#### EXERCISE BRIEF:
Copy out every line of the records below, character for character.

#### GIVEN DATA:
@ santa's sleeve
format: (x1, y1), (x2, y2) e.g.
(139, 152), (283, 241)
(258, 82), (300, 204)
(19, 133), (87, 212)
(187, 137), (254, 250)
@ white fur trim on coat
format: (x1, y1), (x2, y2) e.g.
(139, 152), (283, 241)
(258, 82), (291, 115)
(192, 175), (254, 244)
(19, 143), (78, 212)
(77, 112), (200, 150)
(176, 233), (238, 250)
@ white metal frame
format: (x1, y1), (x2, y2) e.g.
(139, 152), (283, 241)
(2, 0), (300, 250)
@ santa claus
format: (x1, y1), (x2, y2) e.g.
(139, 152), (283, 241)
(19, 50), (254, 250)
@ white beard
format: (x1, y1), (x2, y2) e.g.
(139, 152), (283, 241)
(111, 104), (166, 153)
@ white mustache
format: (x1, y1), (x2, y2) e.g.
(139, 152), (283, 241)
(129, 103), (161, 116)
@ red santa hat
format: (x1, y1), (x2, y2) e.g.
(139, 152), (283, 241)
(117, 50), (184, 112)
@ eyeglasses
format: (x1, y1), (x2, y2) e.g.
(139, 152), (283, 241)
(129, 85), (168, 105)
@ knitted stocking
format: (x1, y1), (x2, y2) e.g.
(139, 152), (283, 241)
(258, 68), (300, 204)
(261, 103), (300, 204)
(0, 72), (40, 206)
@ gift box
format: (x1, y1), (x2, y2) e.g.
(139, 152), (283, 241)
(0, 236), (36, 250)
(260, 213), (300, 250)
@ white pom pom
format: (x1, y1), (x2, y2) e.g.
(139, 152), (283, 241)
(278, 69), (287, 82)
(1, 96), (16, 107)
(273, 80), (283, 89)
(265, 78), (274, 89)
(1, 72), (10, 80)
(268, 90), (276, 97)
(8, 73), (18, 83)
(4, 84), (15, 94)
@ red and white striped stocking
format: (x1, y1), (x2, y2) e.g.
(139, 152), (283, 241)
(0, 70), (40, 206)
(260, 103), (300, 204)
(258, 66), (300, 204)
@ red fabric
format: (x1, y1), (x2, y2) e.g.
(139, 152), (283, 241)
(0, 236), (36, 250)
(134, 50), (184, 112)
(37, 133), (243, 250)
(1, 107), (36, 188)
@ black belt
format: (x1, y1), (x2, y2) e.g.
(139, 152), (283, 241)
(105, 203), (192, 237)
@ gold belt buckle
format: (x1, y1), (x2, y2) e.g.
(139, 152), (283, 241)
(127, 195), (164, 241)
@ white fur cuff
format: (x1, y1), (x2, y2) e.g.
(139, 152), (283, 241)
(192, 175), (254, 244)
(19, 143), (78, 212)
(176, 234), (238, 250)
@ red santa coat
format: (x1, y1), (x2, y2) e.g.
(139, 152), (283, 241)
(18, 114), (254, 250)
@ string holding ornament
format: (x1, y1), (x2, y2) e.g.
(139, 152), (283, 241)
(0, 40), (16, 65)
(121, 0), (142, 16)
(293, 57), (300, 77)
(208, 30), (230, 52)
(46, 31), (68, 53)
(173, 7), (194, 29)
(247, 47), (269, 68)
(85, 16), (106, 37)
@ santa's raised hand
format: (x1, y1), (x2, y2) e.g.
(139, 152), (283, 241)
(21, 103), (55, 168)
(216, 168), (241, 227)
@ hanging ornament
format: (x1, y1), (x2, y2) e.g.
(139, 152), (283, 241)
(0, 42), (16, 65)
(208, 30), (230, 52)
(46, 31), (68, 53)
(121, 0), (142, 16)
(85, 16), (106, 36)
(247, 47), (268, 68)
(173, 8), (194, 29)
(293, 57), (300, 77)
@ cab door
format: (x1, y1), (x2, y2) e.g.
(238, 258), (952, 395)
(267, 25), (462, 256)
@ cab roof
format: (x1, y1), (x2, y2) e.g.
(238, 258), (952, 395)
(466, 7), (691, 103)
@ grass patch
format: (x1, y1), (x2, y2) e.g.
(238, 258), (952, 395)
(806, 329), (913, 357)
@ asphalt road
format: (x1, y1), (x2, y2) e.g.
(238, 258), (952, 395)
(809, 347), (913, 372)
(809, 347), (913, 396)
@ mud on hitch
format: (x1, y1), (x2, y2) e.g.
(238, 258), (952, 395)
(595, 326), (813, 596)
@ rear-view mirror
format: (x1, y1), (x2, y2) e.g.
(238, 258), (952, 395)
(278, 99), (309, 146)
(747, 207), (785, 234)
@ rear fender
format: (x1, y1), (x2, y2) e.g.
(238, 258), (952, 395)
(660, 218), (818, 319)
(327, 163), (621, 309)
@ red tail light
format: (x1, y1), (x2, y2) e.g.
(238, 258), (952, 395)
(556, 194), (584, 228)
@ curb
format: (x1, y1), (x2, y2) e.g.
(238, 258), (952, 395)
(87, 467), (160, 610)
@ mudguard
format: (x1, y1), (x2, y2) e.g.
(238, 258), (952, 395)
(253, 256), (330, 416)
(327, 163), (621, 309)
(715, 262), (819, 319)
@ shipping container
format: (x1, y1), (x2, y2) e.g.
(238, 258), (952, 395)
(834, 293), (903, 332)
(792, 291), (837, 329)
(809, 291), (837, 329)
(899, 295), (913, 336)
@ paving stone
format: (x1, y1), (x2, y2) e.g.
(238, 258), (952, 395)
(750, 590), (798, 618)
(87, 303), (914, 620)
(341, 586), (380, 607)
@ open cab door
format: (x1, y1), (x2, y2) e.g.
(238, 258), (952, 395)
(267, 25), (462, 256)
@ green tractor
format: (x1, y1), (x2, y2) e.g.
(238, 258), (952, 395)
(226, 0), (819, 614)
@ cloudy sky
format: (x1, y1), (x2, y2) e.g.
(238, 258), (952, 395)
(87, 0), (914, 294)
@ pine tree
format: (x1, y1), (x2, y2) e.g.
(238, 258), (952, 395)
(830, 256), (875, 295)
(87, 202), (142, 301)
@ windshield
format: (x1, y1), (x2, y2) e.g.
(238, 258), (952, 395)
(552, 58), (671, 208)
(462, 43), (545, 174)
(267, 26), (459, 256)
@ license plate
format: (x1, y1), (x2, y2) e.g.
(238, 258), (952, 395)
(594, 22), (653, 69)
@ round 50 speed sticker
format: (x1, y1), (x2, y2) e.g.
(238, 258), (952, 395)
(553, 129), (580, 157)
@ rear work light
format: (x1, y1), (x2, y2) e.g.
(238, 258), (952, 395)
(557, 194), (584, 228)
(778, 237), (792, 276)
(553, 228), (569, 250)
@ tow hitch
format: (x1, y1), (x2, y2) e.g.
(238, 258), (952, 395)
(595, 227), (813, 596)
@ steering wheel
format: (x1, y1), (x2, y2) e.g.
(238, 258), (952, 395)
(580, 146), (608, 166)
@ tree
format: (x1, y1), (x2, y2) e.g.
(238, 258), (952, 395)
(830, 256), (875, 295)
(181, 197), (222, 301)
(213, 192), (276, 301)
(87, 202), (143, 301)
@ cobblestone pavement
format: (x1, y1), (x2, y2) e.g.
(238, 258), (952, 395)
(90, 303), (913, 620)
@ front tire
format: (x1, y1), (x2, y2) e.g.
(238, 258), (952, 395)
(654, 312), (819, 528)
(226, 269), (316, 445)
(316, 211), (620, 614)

#### FINISHED ANSWER:
@ santa's sleeve
format: (x1, y1), (x2, y2) e.g.
(139, 152), (283, 241)
(258, 82), (300, 204)
(19, 133), (87, 212)
(187, 137), (254, 250)
@ white fur trim on coat
format: (x1, y1), (x2, y2) e.g.
(139, 152), (283, 241)
(258, 82), (291, 115)
(192, 175), (254, 244)
(19, 143), (78, 212)
(77, 112), (200, 150)
(176, 233), (238, 250)
@ white metal frame
format: (x1, y1), (x2, y2) e.g.
(139, 152), (283, 241)
(2, 0), (300, 250)
@ santa claus
format: (x1, y1), (x2, y2) e.g.
(139, 152), (283, 241)
(19, 50), (254, 250)
@ white beard
format: (x1, y1), (x2, y2) e.g.
(139, 152), (283, 241)
(111, 104), (166, 153)
@ white mustache
format: (x1, y1), (x2, y2) e.g.
(139, 152), (283, 241)
(129, 103), (161, 116)
@ red santa hat
format: (x1, y1), (x2, y2) e.g.
(139, 152), (283, 241)
(117, 50), (184, 112)
@ eyeglasses
format: (x1, y1), (x2, y2) e.g.
(139, 152), (283, 241)
(129, 85), (168, 105)
@ knitted stocking
format: (x1, y1), (x2, y2) e.g.
(139, 152), (283, 241)
(258, 68), (300, 204)
(261, 103), (300, 204)
(0, 72), (40, 206)
@ gift box
format: (x1, y1), (x2, y2) e.g.
(139, 152), (283, 241)
(0, 236), (36, 250)
(260, 213), (300, 250)
@ white pom pom
format: (x1, y1), (x2, y2) e.g.
(139, 152), (283, 241)
(278, 69), (287, 82)
(1, 96), (16, 107)
(273, 80), (283, 89)
(265, 78), (274, 89)
(1, 72), (10, 80)
(268, 90), (276, 97)
(8, 73), (18, 83)
(4, 84), (15, 94)
@ red and white striped stocking
format: (x1, y1), (x2, y2) e.g.
(139, 152), (283, 241)
(0, 70), (40, 206)
(260, 103), (300, 204)
(258, 66), (300, 204)
@ red fabric
format: (x1, y1), (x2, y2) e.g.
(139, 152), (283, 241)
(0, 236), (36, 250)
(134, 50), (184, 112)
(37, 133), (243, 250)
(1, 107), (36, 188)
@ black belt
format: (x1, y1), (x2, y2) e.g.
(139, 152), (283, 241)
(105, 203), (192, 237)
@ gold belt buckle
format: (x1, y1), (x2, y2) e.g.
(139, 152), (283, 241)
(127, 195), (164, 241)
@ white fur cuff
format: (x1, y1), (x2, y2) e.g.
(139, 152), (283, 241)
(192, 175), (254, 244)
(19, 143), (78, 212)
(176, 234), (238, 250)
@ red santa coat
format: (x1, y1), (x2, y2) e.g.
(139, 152), (283, 241)
(18, 114), (254, 250)
@ string holding ornament
format: (x1, y1), (x2, y2) e.g.
(139, 152), (283, 241)
(0, 40), (16, 65)
(121, 0), (142, 16)
(293, 57), (300, 77)
(208, 30), (230, 52)
(46, 31), (68, 53)
(173, 7), (194, 29)
(247, 47), (269, 68)
(85, 16), (106, 37)
@ santa's raised hand
format: (x1, y1), (x2, y2) e.g.
(139, 152), (283, 241)
(21, 103), (55, 168)
(216, 168), (241, 227)
@ hanging ornament
format: (x1, y1), (x2, y2) e.g.
(139, 152), (283, 241)
(0, 42), (16, 65)
(208, 30), (230, 52)
(46, 31), (68, 53)
(121, 0), (142, 16)
(85, 16), (106, 36)
(247, 47), (268, 68)
(173, 8), (194, 29)
(293, 57), (300, 77)
@ cab door
format: (x1, y1), (x2, y2) e.g.
(238, 258), (952, 395)
(267, 25), (462, 256)
@ cab roof
format: (x1, y1), (x2, y2) e.g.
(238, 258), (952, 395)
(466, 7), (691, 103)
@ grass patch
format: (x1, y1), (x2, y2) e.g.
(238, 258), (952, 395)
(806, 329), (913, 357)
@ asphalt road
format: (x1, y1), (x2, y2) e.g.
(238, 258), (952, 395)
(809, 347), (913, 372)
(809, 347), (913, 396)
@ mud on hitch
format: (x1, y1), (x2, y2) e.g.
(238, 258), (952, 395)
(595, 326), (813, 596)
@ rear-view mirror
format: (x1, y1), (x2, y2) e.g.
(238, 258), (952, 395)
(278, 99), (309, 146)
(747, 207), (785, 234)
@ rear fender
format: (x1, y1), (x2, y2) e.g.
(238, 258), (952, 395)
(660, 218), (818, 319)
(327, 163), (621, 309)
@ red tail light
format: (x1, y1), (x2, y2) e.g.
(238, 258), (952, 395)
(556, 194), (584, 228)
@ curb
format: (x1, y1), (x2, y2) e.g.
(238, 258), (952, 395)
(87, 467), (160, 610)
@ mudguard
format: (x1, y1), (x2, y2) e.g.
(238, 258), (952, 395)
(253, 256), (330, 416)
(327, 163), (621, 309)
(715, 262), (819, 319)
@ shipping container
format: (x1, y1), (x2, y2) e.g.
(238, 258), (952, 395)
(834, 293), (903, 332)
(792, 291), (837, 329)
(809, 291), (837, 329)
(899, 295), (913, 336)
@ paving stone
format: (x1, y1), (x2, y2) e.g.
(238, 258), (952, 395)
(750, 590), (798, 618)
(87, 303), (914, 620)
(341, 586), (380, 607)
@ open cab door
format: (x1, y1), (x2, y2) e.g.
(238, 258), (952, 395)
(267, 25), (462, 256)
@ green tractor
format: (x1, y1), (x2, y2) e.g.
(238, 258), (952, 395)
(226, 0), (819, 614)
@ cloudy sky
format: (x1, y1), (x2, y2) e.g.
(238, 258), (952, 395)
(87, 0), (914, 294)
@ pine tree
format: (x1, y1), (x2, y2) e.g.
(238, 258), (952, 395)
(830, 256), (875, 295)
(87, 202), (142, 301)
@ windshield
format: (x1, y1), (x2, y2) e.g.
(238, 258), (952, 395)
(552, 58), (671, 208)
(462, 43), (545, 174)
(267, 26), (459, 256)
@ license plate
format: (x1, y1), (x2, y2) e.g.
(238, 258), (952, 395)
(594, 22), (653, 69)
@ round 50 speed sticker
format: (x1, y1), (x2, y2) e.g.
(238, 258), (952, 395)
(553, 129), (580, 157)
@ rear work light
format: (x1, y1), (x2, y2) e.g.
(238, 258), (952, 395)
(557, 194), (584, 228)
(778, 237), (792, 276)
(553, 228), (569, 250)
@ tow hitch
format: (x1, y1), (x2, y2) e.g.
(238, 258), (952, 395)
(595, 227), (813, 596)
@ steering wheel
format: (x1, y1), (x2, y2) e.g.
(238, 258), (952, 395)
(580, 146), (608, 166)
@ tree
format: (x1, y1), (x2, y2) e.g.
(238, 258), (952, 395)
(830, 256), (875, 295)
(181, 197), (222, 301)
(213, 192), (276, 301)
(87, 202), (143, 301)
@ cobblestone pavement
format: (x1, y1), (x2, y2) e.g.
(238, 258), (952, 395)
(90, 303), (913, 620)
@ front tire
format: (x1, y1), (x2, y2) e.g.
(238, 258), (952, 395)
(654, 312), (819, 528)
(226, 269), (316, 445)
(316, 211), (620, 614)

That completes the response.